THE INPUT:
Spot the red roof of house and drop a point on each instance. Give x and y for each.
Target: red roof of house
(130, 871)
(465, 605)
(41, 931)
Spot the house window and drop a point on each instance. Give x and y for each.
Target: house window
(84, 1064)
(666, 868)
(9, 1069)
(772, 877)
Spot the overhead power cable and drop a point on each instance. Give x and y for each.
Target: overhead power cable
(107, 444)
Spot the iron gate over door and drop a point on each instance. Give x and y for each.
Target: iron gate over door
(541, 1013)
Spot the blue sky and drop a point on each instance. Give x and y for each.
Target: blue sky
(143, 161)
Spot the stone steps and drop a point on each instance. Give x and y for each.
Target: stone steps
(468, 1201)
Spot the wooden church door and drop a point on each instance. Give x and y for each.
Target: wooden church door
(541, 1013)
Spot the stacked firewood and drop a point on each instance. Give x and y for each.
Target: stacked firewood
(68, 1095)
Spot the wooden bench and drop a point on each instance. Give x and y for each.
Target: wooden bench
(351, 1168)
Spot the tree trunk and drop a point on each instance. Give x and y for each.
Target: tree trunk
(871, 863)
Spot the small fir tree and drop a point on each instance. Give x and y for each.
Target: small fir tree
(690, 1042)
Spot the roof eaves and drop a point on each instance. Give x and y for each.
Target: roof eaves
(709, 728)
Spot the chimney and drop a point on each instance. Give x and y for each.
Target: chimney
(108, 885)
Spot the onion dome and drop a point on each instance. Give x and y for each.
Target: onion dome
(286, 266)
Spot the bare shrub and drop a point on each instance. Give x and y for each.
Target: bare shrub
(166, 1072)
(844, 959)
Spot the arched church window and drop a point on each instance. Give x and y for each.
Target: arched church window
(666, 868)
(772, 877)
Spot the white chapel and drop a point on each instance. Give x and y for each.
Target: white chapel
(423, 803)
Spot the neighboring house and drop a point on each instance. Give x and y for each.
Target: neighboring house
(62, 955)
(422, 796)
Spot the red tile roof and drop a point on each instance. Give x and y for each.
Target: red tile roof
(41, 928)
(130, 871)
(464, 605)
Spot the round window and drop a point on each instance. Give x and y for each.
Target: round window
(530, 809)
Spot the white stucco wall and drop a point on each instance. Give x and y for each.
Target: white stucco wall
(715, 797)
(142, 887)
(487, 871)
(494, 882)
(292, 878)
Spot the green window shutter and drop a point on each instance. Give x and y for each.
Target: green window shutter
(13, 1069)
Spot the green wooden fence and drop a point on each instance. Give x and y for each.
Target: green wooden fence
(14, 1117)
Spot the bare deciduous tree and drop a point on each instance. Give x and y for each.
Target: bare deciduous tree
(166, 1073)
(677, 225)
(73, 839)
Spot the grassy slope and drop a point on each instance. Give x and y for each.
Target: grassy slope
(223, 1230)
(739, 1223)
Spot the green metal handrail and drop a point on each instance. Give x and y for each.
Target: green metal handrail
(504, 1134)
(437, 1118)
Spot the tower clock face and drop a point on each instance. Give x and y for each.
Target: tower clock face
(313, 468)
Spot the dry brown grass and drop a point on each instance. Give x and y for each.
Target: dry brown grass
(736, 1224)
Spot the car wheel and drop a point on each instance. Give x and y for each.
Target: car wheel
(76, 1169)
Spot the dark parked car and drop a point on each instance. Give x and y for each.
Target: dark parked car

DIRECTIONS:
Your task is to reproduce the full listing exactly.

EXERCISE SOLUTION:
Spot the red roof of house and drop a point on each instance. Give x and y for each.
Target: red roof of house
(130, 871)
(465, 605)
(41, 931)
Spot the house window and drop a point on each instance. Give x and y for each.
Target: house window
(84, 1064)
(666, 868)
(9, 1069)
(772, 877)
Spot the overhead power cable and drop a point on each instance. Give x and y for each.
Target: overhead power cable
(107, 444)
Spot the iron gate over door and drop a point on each instance. Give x and y for each.
Target: iron gate over door
(541, 1013)
Spot the blue sky and drop a point on each instance. Give x and y for each.
Target: blue sky
(143, 161)
Spot the stone steps and drop a point on each instance. Give x and y for each.
Target: stone steps
(468, 1201)
Spot the wooden church door and drop a point on each instance. Give x and y for each.
Target: wooden church door
(541, 1013)
Spot the stacked firewood and drop a point on each instance. Give x and y for each.
Target: stacked firewood
(68, 1095)
Spot the wooden bench and drop a point on each instance. Give x and y for each.
Target: wooden bench
(351, 1168)
Spot the tree trunk and drop a point on each instance. Give x and y for each.
Target: tree trunk
(871, 863)
Spot the small fir tree and drop a point on each instance. Give x and y for each.
Target: small fir tree
(690, 1042)
Spot the roof eaves and drop a point on each instance. Give x and y for each.
Target: roof eaves
(709, 728)
Spot the chimney and drop a point on each instance. Give x and y for each.
Target: chimney
(108, 885)
Spot the onion dome and drop a point on each instance. Give x and y for each.
Target: onion dome
(286, 266)
Spot the bare shrub and drop a point on each instance. Give x and y for each.
Target: bare shrub
(166, 1072)
(844, 959)
Spot the arched church window and drop a point on each instance. Give x and y for each.
Target: arched church window
(666, 868)
(772, 877)
Spot the white chapel and drop a point on each instance. Give x and y for each.
Target: white chapel
(423, 803)
Spot the neighboring house and drop a point on each instance. Give x and y for each.
Target: neighboring house
(62, 955)
(422, 796)
Spot the red tile roof and drop a point on each instance. Give x and y for each.
Target: red tile roof
(41, 928)
(130, 871)
(464, 605)
Spot the round window and drop a point on each instance. Give x and y for each.
Target: round window
(530, 809)
Spot the white stucco wall and drop a point on each instance. Give x and y for each.
Target: white stucco wall
(715, 797)
(142, 887)
(487, 871)
(494, 882)
(292, 878)
Spot the green window shutter and drop a point on each instance. Give x and y for each.
Target: green window shutter
(13, 1069)
Spot the green wooden fence and drop a point on each instance. Give x and y for each.
Target: green wooden fence
(14, 1117)
Spot the bare deciduous tree and drop a point on each instance. Give x and y for each.
Target: bare deciduous tree
(166, 1073)
(677, 225)
(73, 839)
Spot the grassy slope and drop a point on each instance. Give x and y for each.
Target: grassy slope
(223, 1230)
(739, 1223)
Spot the green metal handrail and drop a point on each instance. Give x and y for each.
Target: green metal handrail
(504, 1134)
(437, 1118)
Spot the tower clock face and drop a point on each instance. Give x and y for each.
Target: tower clock face
(313, 468)
Spot the dry brown grass and drop a point on each instance. Give x and y for each.
Target: dry brown grass
(736, 1224)
Spot the car wheel and drop a point on each instance. Give x and y for each.
Target: car wheel
(76, 1169)
Spot the dark parked car and drop a point on each instance. Give x and y for each.
Target: dark parked car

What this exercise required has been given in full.